▶ _ACTIVITY_: Can you quote exactly the stretch of lines from the one with "scope: entire image above" through the final line of the material, both ends included?

*** Block opens ***

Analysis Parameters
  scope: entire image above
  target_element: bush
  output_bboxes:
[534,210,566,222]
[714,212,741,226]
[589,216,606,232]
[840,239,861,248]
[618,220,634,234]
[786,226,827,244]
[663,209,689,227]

*** Block closes ***

▶ _SOLUTION TO THIS EXERCISE_:
  scope: entire image above
  target_element: bush
  output_bboxes:
[534,210,566,222]
[714,212,741,226]
[589,216,606,232]
[840,239,861,248]
[618,220,634,234]
[786,226,827,244]
[663,209,689,227]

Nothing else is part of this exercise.